- _Excerpted passage_:
+ + + +

Blue balloons and the Mother of All Bombs

By Ruth Bertels

Didn’t expect it, ever, did we, that Elizabeth Smart would return to her family, and in a real way, to each of us, her national, extended family? Though there is no poll to assess the amount of joyful tears that flowed in private homes, hotel lobbies, churches, mosques, coffee shops or airports, they offered relief from the heartache of her physical and psychological captivity.

She was our child; she is our child. She will always be so in the troubling rehabilitation of the months and years ahead. The majority of us will pray and respect her need for privacy, while hoping against hope that the media will do the same.

Even as we celebrate this end-of-winter gift, we cannot help but contrast our joy over this one child’s return with the prospect of a 21,000 pound bomb falling upon thousands of the children of Iraq.

Bob Herbert, in the March 13 edition of The New York Times, stated that in this war Iraqi children would suffer the most, and recalled interviewing a number of people at the Independence Mall, who seemed indifferent to this possibility as they went about their shopping missions.

“I got no sense that they thought of war as a horrible experience. No one mentioned the inevitable carnage. No one spoke as if they understood that war is always hideous, even if it’s sometimes necessary.”

He tells us that today one out of every eight Iraqi children dies before the age of five. The picture will get worse, as Herbert quotes the U.N. officials saying that plans by the United States to feed the population after the war are inadequate and food supplies could run out in a matter of weeks.

The executive director of Unicef told Herbert that, “The area we’re very concerned about is water and sanitation. There’s very little ground water in Iraq. At least half of the water has to be treated. .. children would be the most vulnerable.”

+ + + +

- _Assignment 1_:
Answer these questions from the column:
(a) What weight of bomb does it mention?
(b) In which edition of which newspaper did Bob Herbert make his statement about Iraqi children?
(c) According to Herbert, what share of Iraqi children die before the age of five?
- _Assignment 2_: Condense the column's paragraph beginning "He tells us that today" into a shorter version that keeps its main facts.
- _Assignment 3_: Copy the column's text word for word, starting at "Even as we celebrate" and ending at "children of Iraq.".
The items are not needed for any of this work.

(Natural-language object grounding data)
+ + + +

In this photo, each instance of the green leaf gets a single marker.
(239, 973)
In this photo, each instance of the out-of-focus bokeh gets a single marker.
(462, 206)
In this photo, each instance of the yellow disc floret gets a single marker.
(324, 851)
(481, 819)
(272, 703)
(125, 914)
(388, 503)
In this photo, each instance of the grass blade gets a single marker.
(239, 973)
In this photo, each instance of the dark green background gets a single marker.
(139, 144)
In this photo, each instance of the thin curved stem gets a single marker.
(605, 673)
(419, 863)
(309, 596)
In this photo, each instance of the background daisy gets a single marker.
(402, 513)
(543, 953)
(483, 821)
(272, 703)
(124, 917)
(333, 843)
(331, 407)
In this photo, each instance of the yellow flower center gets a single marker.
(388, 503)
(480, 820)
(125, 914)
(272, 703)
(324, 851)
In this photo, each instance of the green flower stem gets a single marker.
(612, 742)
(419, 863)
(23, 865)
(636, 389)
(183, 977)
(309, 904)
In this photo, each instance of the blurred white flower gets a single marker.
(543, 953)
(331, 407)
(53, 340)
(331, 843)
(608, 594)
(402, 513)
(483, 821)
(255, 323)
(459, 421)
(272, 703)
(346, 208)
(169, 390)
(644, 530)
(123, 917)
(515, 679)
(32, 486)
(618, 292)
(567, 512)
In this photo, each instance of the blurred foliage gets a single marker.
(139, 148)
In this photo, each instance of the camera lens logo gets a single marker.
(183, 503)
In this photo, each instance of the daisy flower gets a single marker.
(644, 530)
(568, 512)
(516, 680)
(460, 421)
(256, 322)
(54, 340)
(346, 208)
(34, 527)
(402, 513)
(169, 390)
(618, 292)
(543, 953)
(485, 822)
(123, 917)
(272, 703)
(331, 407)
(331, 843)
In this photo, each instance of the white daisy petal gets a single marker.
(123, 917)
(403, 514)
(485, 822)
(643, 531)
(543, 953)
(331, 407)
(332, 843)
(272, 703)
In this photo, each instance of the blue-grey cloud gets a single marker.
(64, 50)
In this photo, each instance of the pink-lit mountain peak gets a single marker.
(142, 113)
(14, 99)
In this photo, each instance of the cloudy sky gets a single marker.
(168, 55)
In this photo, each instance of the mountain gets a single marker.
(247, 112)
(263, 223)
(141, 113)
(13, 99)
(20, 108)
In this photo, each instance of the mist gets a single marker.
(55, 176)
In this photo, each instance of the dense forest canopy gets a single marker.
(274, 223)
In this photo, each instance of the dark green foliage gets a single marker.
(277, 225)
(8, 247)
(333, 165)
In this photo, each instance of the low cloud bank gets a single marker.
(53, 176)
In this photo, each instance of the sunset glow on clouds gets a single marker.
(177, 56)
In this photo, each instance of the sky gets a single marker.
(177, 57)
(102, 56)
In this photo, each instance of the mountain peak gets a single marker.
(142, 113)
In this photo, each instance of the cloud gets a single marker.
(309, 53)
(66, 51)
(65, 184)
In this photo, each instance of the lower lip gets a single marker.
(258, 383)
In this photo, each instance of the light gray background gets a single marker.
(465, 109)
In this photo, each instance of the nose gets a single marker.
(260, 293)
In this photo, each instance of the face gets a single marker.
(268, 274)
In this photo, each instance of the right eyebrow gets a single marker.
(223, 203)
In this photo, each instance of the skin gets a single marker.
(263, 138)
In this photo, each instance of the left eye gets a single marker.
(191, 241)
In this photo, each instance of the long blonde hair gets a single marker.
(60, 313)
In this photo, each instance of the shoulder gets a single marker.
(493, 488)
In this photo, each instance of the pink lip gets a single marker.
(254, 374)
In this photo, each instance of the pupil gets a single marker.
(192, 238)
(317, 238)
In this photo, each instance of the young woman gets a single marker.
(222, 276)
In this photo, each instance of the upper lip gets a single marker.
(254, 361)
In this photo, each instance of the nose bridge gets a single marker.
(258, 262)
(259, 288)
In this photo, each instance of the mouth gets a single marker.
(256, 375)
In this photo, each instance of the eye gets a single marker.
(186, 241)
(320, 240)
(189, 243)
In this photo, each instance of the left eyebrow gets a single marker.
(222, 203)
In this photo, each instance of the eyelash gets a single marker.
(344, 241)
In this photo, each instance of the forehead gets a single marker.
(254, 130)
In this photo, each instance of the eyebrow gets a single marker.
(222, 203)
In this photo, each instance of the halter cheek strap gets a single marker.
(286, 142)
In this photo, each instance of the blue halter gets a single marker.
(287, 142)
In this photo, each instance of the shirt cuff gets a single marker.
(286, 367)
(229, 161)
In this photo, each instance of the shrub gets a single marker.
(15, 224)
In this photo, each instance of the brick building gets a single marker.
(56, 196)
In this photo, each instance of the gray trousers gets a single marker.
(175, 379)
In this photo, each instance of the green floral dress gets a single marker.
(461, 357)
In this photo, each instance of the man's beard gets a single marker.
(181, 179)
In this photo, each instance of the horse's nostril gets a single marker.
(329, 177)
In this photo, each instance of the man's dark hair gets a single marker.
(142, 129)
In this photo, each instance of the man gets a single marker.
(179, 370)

+ + + +

- _Exercise solution 1_:
(a) 21,000 pounds
(b) The March 13 edition of The New York Times
(c) One out of every eight

- _Exercise solution 2_: Herbert reports that one in eight Iraqi children now dies before age five. Quoting U.N. officials, he says the situation will worsen. U.S. plans to feed the population after the war are inadequate, and food supplies could run out within weeks.

- _Exercise solution 3_:
Even as we celebrate this end-of-winter gift, we cannot help but contrast our joy over this one child’s return with the prospect of a 21,000 pound bomb falling upon thousands of the children of Iraq.